Input records:
"""

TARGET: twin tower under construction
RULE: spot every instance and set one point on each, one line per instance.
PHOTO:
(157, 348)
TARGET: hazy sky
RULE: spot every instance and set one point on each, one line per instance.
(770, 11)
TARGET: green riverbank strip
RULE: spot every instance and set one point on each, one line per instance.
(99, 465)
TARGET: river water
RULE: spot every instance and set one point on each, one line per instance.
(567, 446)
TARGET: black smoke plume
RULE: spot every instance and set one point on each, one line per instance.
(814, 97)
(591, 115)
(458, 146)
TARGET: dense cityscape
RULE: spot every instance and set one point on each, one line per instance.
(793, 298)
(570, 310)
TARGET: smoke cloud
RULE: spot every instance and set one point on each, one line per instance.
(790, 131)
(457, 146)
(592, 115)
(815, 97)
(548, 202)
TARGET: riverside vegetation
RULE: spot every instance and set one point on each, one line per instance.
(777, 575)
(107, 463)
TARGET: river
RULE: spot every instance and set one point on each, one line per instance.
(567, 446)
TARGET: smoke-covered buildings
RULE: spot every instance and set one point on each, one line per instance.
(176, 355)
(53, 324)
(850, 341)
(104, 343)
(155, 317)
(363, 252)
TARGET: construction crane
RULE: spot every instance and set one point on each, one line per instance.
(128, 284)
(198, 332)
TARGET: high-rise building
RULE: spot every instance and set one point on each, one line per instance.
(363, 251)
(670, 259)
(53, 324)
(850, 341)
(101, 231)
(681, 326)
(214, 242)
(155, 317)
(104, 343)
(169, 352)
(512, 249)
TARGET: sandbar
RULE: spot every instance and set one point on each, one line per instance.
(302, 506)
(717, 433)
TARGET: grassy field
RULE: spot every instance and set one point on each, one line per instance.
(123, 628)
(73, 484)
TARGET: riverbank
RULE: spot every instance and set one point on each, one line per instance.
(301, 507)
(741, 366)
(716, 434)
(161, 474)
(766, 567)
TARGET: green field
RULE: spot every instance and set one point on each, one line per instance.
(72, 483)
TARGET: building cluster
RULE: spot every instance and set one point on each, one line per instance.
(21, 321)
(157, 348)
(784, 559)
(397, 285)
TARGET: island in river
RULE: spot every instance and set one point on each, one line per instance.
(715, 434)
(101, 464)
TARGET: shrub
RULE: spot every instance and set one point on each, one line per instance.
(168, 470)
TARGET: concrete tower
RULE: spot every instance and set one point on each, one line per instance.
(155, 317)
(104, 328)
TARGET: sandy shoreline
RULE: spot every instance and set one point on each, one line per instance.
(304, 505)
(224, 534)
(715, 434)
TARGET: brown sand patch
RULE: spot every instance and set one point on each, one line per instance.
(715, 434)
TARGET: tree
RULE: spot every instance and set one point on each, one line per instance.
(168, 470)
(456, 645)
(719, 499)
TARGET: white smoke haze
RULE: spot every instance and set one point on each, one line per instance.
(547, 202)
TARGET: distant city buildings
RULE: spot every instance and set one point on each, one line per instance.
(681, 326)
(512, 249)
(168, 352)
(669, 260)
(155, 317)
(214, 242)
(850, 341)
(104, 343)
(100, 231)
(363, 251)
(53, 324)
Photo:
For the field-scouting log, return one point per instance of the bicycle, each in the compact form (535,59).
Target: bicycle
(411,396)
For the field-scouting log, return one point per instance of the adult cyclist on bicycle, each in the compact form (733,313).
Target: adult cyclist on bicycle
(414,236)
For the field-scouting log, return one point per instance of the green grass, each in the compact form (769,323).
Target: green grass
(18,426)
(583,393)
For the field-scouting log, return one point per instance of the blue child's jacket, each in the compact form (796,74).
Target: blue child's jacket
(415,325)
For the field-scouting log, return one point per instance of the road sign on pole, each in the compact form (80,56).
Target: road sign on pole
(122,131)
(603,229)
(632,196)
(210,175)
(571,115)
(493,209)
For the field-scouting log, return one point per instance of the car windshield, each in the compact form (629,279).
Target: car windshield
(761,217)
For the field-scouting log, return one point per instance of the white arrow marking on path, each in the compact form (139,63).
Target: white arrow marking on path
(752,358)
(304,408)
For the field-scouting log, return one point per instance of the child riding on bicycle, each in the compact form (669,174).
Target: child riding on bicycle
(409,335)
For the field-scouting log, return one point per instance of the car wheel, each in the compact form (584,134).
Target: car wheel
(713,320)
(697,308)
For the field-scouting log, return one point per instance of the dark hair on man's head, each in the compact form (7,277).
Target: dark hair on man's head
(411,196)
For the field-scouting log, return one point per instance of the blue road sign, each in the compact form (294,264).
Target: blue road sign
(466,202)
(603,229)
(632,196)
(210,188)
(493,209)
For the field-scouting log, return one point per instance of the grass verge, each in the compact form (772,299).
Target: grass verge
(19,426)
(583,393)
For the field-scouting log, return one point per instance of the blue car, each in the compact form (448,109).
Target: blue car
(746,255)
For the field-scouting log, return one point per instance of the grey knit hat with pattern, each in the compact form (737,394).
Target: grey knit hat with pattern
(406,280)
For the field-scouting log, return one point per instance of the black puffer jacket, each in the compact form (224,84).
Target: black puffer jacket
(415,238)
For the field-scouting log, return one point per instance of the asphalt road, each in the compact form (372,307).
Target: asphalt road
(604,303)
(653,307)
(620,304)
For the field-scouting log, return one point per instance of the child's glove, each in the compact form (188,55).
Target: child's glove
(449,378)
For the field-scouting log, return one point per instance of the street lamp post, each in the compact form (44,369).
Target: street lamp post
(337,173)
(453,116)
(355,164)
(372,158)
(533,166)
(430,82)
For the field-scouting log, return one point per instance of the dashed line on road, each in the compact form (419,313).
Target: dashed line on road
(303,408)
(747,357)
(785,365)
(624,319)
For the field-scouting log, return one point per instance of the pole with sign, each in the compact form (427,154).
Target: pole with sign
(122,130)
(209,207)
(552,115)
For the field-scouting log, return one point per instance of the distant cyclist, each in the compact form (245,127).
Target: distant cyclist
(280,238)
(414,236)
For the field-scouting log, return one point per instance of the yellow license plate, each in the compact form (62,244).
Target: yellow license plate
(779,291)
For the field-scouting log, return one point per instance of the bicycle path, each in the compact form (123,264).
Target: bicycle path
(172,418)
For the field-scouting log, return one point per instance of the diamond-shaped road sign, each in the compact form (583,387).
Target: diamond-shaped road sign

"""

Task to complete: Rewrite the listing lines from the one containing "compact form (583,387)." through the end of the listing, both included, renaming "road sign" to "traffic sign" and leaving all else unchanged.

Solution to this problem:
For the field-scouting log, return one point per instance of the diamond-shaped traffic sign, each in the compact form (583,387).
Target: diamond-shaped traffic sign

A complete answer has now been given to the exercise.